● AIM
Rewrite the records below from the line with "point_to(query) locates a point on each instance of the blue and" through the end of the records, replacing "plastic crate" with "plastic bin" and changing nothing else.

● DATA LISTING
────
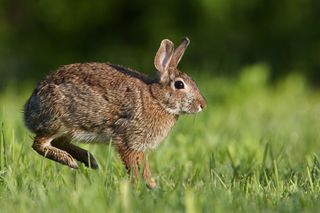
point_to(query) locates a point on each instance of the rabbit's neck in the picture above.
(166, 102)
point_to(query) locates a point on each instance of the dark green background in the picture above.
(226, 35)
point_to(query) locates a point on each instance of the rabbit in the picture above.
(102, 102)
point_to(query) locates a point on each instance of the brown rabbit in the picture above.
(96, 102)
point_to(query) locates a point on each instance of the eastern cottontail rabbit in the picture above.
(96, 102)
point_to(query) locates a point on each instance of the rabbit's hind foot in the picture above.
(43, 146)
(76, 152)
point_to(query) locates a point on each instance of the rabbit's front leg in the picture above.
(133, 160)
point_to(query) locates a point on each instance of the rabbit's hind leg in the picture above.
(42, 145)
(76, 152)
(133, 161)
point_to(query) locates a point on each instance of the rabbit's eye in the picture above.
(179, 85)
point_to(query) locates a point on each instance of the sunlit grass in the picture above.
(255, 148)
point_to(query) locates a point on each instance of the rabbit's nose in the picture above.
(203, 104)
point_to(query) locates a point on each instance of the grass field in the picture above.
(255, 148)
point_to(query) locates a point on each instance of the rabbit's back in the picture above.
(88, 97)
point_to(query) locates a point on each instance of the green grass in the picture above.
(255, 148)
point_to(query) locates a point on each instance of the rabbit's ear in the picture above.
(178, 53)
(163, 59)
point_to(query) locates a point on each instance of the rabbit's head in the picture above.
(178, 93)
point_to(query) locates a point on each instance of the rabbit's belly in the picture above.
(84, 136)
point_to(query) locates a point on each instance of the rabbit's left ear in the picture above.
(163, 59)
(178, 53)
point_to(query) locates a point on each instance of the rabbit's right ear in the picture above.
(163, 59)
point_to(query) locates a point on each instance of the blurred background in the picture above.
(226, 35)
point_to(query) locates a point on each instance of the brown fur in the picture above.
(99, 101)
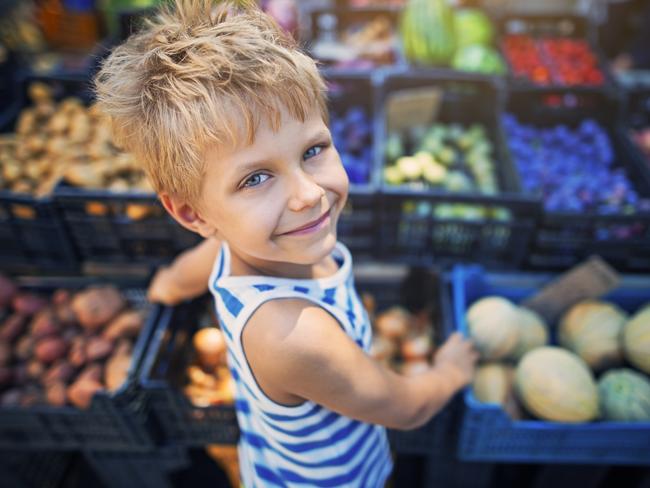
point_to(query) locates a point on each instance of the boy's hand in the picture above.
(163, 288)
(457, 358)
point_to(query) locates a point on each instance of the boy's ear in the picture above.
(187, 216)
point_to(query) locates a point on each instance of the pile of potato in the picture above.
(62, 349)
(64, 140)
(401, 340)
(209, 379)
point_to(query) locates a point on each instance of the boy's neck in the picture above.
(248, 266)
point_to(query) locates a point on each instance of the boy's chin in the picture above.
(317, 251)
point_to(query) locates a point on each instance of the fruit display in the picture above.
(443, 156)
(552, 61)
(434, 34)
(209, 381)
(636, 339)
(572, 169)
(401, 340)
(493, 326)
(62, 348)
(555, 384)
(572, 383)
(362, 44)
(64, 140)
(352, 136)
(624, 395)
(592, 329)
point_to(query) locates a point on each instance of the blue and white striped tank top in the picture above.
(305, 445)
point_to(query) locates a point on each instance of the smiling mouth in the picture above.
(311, 225)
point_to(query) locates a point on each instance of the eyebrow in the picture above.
(248, 166)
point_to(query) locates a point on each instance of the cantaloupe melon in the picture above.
(624, 395)
(493, 382)
(533, 332)
(636, 339)
(555, 384)
(493, 326)
(592, 330)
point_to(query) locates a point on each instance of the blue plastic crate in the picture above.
(487, 433)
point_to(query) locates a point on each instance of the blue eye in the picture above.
(312, 151)
(254, 180)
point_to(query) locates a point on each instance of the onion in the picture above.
(210, 347)
(417, 347)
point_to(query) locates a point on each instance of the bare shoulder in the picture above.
(292, 322)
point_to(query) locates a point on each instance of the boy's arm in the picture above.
(299, 350)
(187, 276)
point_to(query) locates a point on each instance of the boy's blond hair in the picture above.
(200, 76)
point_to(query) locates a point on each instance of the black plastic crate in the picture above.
(34, 469)
(184, 424)
(428, 226)
(553, 26)
(129, 227)
(566, 238)
(33, 237)
(150, 469)
(342, 19)
(114, 420)
(487, 433)
(351, 97)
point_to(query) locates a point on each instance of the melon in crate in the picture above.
(493, 324)
(533, 332)
(555, 384)
(636, 339)
(624, 395)
(592, 330)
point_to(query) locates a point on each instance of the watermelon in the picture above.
(480, 59)
(624, 395)
(472, 26)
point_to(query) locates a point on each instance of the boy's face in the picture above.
(279, 199)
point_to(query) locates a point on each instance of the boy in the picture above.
(230, 121)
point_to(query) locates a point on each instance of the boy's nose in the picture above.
(305, 192)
────
● ANSWER IN FULL
point_to(query) locates a point on each instance of the blue and white striped tank top in the picture above.
(305, 445)
point_to(query) locates a point on each instance of the smiling mouth in the picture above.
(311, 225)
point_to(query) locates a point on each instance of the eyebrow in the picture above.
(248, 166)
point_to(query) locates a point on each instance of the cantaloupe melon in the picture above.
(624, 395)
(493, 382)
(533, 332)
(636, 339)
(555, 384)
(493, 326)
(592, 330)
point_to(query) locates a point on each instance of the blue plastic bin in the picture above.
(487, 433)
point_to(query) locates a point on each instance of the blue eye in the picture above.
(312, 151)
(254, 180)
point_to(query) locates a point on each instance of the onion in the picture above.
(210, 347)
(417, 347)
point_to(query) locates a point on each instance of the bare shoulder in the picture above.
(292, 322)
point_to(query) locates a point on each instance of the boy's arm in the picture above.
(299, 350)
(187, 276)
point_to(query) locates a point on each instance of the boy's blond hair in the picture above.
(200, 76)
point_to(query) locates a point on each instance of the black plastic bin in the picture above.
(34, 469)
(184, 424)
(428, 226)
(553, 26)
(129, 227)
(566, 238)
(33, 237)
(150, 469)
(342, 19)
(114, 420)
(487, 433)
(351, 97)
point_to(query) locates a point on each instance of the melon in crate in the picture above.
(493, 324)
(533, 332)
(555, 384)
(636, 339)
(624, 395)
(592, 330)
point_to(query) locates a point on each instance of the watermelon in the picture above.
(480, 59)
(624, 395)
(472, 26)
point_to(query) locates a point on each instance of the boy's face in the picture above.
(279, 199)
point_to(query) locates a point on each instance of the boy in the picture above.
(230, 121)
point_to(query) locates a point on each instance of the boy's nose in the picture above.
(305, 192)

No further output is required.